#### [THE EXERCISE]
Write out every record below exactly as it appears.
┄┄┄┄┄┄┄┄┄┄┄┄┄┄┄┄┄┄┄┄
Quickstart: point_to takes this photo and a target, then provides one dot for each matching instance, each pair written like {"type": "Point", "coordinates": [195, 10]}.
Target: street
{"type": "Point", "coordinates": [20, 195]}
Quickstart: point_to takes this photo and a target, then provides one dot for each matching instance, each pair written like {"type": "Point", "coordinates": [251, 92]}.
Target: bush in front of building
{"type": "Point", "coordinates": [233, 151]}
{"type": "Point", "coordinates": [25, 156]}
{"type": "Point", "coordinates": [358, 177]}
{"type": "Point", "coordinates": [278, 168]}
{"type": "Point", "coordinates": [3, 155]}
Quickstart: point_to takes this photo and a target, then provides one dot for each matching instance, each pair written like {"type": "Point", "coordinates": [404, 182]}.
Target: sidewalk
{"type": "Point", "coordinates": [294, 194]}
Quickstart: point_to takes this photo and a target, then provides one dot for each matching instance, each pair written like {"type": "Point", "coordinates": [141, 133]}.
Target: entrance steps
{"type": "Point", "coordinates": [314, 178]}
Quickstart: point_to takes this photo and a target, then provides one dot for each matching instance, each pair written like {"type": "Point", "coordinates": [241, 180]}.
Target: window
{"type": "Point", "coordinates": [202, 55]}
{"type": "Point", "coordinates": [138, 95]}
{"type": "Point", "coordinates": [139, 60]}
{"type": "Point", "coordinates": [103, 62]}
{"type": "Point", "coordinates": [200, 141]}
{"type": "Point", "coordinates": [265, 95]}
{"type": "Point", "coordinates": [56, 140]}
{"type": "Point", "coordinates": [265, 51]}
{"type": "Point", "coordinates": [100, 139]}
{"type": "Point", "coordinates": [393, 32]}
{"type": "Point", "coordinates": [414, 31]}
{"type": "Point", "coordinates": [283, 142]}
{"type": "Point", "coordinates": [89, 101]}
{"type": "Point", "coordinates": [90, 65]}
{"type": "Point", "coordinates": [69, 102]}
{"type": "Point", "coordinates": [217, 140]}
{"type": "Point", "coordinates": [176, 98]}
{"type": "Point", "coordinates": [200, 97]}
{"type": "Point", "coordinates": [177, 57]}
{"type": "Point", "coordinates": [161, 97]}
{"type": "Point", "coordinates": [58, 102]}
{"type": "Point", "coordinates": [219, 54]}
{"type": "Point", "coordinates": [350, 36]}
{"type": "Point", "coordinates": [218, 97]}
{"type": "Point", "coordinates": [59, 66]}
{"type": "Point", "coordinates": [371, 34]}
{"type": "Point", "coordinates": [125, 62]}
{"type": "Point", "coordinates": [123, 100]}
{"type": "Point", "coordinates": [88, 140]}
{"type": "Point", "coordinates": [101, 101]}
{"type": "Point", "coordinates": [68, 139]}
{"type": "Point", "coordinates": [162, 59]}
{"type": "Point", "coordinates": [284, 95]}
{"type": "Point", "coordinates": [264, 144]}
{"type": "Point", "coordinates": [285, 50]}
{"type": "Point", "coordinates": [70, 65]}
┄┄┄┄┄┄┄┄┄┄┄┄┄┄┄┄┄┄┄┄
#### [EXERCISE RESULT]
Quickstart: point_to takes this photo and a target, then provides one dot for each matching instance, each pair written like {"type": "Point", "coordinates": [195, 10]}.
Target: street
{"type": "Point", "coordinates": [20, 195]}
Quickstart: point_to takes this photo and a target, then provides one dot for each matching instance, each pair written like {"type": "Point", "coordinates": [251, 92]}.
Target: bush in front of building
{"type": "Point", "coordinates": [233, 151]}
{"type": "Point", "coordinates": [25, 156]}
{"type": "Point", "coordinates": [358, 177]}
{"type": "Point", "coordinates": [278, 168]}
{"type": "Point", "coordinates": [3, 155]}
Quickstart: point_to takes this photo and a target, then provides one dot for each matching instance, each pair written like {"type": "Point", "coordinates": [404, 182]}.
Target: sidewalk
{"type": "Point", "coordinates": [294, 194]}
Quickstart: point_to takes this photo and a target, then provides one dot for each matching instance, each pair written like {"type": "Point", "coordinates": [141, 133]}.
Target: entrance steps
{"type": "Point", "coordinates": [314, 178]}
Quickstart: point_to takes this photo and a target, then provides one dot for each matching instance, each pair written like {"type": "Point", "coordinates": [241, 180]}.
Target: window
{"type": "Point", "coordinates": [202, 55]}
{"type": "Point", "coordinates": [138, 95]}
{"type": "Point", "coordinates": [139, 60]}
{"type": "Point", "coordinates": [103, 62]}
{"type": "Point", "coordinates": [200, 141]}
{"type": "Point", "coordinates": [265, 95]}
{"type": "Point", "coordinates": [56, 140]}
{"type": "Point", "coordinates": [265, 51]}
{"type": "Point", "coordinates": [100, 139]}
{"type": "Point", "coordinates": [393, 32]}
{"type": "Point", "coordinates": [414, 31]}
{"type": "Point", "coordinates": [283, 142]}
{"type": "Point", "coordinates": [89, 101]}
{"type": "Point", "coordinates": [90, 65]}
{"type": "Point", "coordinates": [69, 102]}
{"type": "Point", "coordinates": [217, 140]}
{"type": "Point", "coordinates": [176, 98]}
{"type": "Point", "coordinates": [200, 97]}
{"type": "Point", "coordinates": [177, 57]}
{"type": "Point", "coordinates": [161, 97]}
{"type": "Point", "coordinates": [58, 102]}
{"type": "Point", "coordinates": [219, 54]}
{"type": "Point", "coordinates": [350, 36]}
{"type": "Point", "coordinates": [218, 97]}
{"type": "Point", "coordinates": [59, 66]}
{"type": "Point", "coordinates": [371, 34]}
{"type": "Point", "coordinates": [125, 62]}
{"type": "Point", "coordinates": [123, 100]}
{"type": "Point", "coordinates": [88, 140]}
{"type": "Point", "coordinates": [101, 101]}
{"type": "Point", "coordinates": [68, 139]}
{"type": "Point", "coordinates": [162, 59]}
{"type": "Point", "coordinates": [284, 95]}
{"type": "Point", "coordinates": [264, 144]}
{"type": "Point", "coordinates": [285, 50]}
{"type": "Point", "coordinates": [70, 65]}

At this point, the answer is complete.